| Referring expression data |
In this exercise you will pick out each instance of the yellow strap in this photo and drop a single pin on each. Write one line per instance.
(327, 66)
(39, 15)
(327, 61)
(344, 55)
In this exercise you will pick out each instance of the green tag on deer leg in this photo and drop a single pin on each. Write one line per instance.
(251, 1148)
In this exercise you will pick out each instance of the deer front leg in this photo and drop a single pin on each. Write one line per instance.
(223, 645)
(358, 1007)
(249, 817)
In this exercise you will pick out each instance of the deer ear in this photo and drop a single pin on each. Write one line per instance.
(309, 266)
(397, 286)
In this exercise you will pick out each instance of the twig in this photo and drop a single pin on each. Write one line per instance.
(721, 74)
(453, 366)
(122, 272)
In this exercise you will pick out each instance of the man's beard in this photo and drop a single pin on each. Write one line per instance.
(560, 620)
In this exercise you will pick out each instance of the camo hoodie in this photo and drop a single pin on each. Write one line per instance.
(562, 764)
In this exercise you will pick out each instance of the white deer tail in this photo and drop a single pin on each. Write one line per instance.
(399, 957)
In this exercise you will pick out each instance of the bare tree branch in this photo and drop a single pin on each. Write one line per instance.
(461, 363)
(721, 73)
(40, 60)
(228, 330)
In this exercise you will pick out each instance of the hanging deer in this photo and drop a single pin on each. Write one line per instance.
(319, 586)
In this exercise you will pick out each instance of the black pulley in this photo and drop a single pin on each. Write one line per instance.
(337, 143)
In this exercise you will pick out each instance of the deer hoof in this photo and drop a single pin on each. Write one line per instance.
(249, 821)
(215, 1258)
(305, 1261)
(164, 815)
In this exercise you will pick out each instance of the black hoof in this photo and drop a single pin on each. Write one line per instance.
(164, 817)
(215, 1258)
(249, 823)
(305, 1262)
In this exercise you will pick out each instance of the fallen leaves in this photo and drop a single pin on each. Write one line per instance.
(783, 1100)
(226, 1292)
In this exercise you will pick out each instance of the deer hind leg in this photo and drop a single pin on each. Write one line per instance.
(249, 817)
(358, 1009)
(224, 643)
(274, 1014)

| Exercise objective |
Write out the lines above exactly, but only from the one containing "of the fallen" through the last one.

| Exercise output |
In this exercise you will pick out each instance of the fallen leaves in this photo and drop a single pin on each. Write one line per instance.
(783, 1100)
(226, 1292)
In this exercise you will pick out each instance of the deer hind leg in this photo and drop a single pin on each. Write one line per instance.
(249, 817)
(358, 1009)
(224, 643)
(274, 1014)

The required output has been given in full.